--- PAGE EXCERPT ---
For the most part, these films will be forgotten, and their makers with them. Wheeler Winston Dixon argues that even obvious historical markers such as Alfred Hitchcock’s “Psycho” (1960) represent shockingly unknown territory for the majority of today’s younger viewers; and yet once exposed to these films, they are enthralled by them. In the 1980s and 1990s, the more adventurous video stores served a vital function as annals of classic cinema. Today, those stores are gone and the days of this kind of browsing are over.
This collection of essays aims to highlight some of the lesser-known films of the past – the titles that are being pushed aside and forgotten in today’s oversaturation of the present. The work is divided into four sections, rehabilitating the films and filmmakers who have created some of the most memorable phantom visions of the past century, but who, for whatever reason, have not successfully made the jump into the contemporary consciousness.
--- DATASET EXTRACT ---
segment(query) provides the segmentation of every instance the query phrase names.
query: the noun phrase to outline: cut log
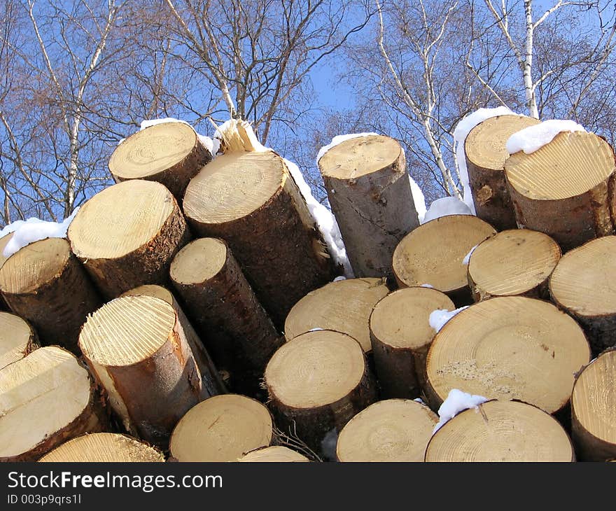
---
EXERCISES TO COMPLETE:
**a)** Please summarize the excerpt on forgotten films in two sentences.
**b)** Answer these questions from the excerpt on forgotten films:
(i) Which Alfred Hitchcock film is given as an example, and in what year was it released?
(ii) In which decades did the more adventurous video stores serve as annals of classic cinema?
(iii) Into how many sections is the work divided?

THE SOLUTIONS:
**a)** Wheeler Winston Dixon argues that even a well-known film like Alfred Hitchcock's "Psycho" (1960) is unknown territory to most younger viewers today, though they are enthralled once exposed, and the video stores that once served as annals of classic cinema are gone. This four-section collection of essays aims to highlight lesser-known films of the past and rehabilitate filmmakers who have not made the jump into contemporary consciousness.

**b)**
(i) "Psycho," released in 1960
(ii) The 1980s and 1990s
(iii) Four